Return every line of the records below that contains the string "blue", treating uppercase and lowercase as different.

_ _ _

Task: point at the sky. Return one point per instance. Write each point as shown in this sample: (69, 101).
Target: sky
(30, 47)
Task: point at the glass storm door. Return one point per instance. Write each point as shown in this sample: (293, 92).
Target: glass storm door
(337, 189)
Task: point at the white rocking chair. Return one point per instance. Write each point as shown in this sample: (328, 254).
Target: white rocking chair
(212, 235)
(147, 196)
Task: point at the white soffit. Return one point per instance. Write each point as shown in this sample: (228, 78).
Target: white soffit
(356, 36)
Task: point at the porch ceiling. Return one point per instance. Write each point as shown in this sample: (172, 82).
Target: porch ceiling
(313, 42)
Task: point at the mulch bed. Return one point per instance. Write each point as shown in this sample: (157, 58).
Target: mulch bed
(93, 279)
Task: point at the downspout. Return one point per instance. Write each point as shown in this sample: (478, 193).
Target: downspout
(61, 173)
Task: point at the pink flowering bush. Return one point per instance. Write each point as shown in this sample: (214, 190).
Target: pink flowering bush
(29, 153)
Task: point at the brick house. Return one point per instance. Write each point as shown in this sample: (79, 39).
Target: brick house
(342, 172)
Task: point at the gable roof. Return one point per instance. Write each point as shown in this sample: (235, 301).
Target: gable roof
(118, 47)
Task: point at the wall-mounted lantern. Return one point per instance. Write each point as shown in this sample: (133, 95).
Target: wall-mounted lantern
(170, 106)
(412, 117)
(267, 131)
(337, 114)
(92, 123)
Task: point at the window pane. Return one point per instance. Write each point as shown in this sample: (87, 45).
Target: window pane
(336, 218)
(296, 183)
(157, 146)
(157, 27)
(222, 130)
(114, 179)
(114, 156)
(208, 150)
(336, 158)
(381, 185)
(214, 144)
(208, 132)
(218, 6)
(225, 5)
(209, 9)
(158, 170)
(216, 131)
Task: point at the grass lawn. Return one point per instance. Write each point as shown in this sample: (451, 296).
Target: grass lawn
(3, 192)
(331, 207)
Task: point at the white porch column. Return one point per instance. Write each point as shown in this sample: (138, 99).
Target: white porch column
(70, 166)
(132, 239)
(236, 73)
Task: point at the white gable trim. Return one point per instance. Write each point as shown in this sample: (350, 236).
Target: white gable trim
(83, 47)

_ _ _

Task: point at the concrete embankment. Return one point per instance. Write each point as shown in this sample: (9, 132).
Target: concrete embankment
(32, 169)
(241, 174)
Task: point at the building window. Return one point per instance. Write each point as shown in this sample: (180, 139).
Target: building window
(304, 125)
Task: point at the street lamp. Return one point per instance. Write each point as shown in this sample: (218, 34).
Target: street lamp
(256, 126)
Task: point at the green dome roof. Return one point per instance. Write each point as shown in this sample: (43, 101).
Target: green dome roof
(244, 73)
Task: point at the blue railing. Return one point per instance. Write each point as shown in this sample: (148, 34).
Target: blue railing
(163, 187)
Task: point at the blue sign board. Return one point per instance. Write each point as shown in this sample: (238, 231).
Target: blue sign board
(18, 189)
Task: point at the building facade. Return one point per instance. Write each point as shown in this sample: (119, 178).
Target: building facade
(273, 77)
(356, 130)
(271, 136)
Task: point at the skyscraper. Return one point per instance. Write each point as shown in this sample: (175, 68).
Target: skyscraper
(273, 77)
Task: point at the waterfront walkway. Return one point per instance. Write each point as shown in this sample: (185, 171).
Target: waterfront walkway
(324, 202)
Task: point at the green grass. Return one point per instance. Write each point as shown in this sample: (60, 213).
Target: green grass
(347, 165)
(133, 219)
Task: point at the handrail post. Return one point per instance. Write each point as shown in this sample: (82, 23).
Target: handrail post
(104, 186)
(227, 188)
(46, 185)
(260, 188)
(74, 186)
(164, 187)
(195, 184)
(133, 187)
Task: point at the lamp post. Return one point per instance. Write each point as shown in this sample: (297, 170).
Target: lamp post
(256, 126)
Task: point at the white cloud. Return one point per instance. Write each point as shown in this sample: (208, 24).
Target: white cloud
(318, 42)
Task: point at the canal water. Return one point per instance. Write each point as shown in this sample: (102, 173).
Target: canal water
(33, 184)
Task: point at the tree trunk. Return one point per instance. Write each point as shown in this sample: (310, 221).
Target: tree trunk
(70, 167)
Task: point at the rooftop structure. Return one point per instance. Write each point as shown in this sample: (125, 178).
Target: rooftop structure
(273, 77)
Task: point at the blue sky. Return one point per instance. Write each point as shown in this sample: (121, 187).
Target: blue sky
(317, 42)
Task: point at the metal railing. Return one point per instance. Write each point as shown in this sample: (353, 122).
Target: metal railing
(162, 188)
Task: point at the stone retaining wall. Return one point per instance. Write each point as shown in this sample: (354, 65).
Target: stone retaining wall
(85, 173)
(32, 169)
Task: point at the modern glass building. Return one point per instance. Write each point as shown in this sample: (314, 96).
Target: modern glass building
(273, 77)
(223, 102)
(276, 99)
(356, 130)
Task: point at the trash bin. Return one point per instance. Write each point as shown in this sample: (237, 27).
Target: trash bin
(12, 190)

_ _ _

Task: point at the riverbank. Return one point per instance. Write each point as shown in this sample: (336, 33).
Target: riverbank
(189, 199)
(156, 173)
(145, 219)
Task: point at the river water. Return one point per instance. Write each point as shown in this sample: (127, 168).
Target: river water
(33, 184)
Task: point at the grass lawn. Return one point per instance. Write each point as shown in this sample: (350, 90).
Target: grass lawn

_ _ _

▶ EXERCISE SOLUTION
Task: point at the blue railing. Return one point per instance. Write each point as shown in this sample: (148, 34).
Target: blue railing
Task: point at the blue sign board. Return one point per instance. Write each point as shown in this sample: (238, 231).
Target: blue sign board
Task: point at the blue sky. Return one point per instance. Write each point as shown in this sample: (121, 187).
Target: blue sky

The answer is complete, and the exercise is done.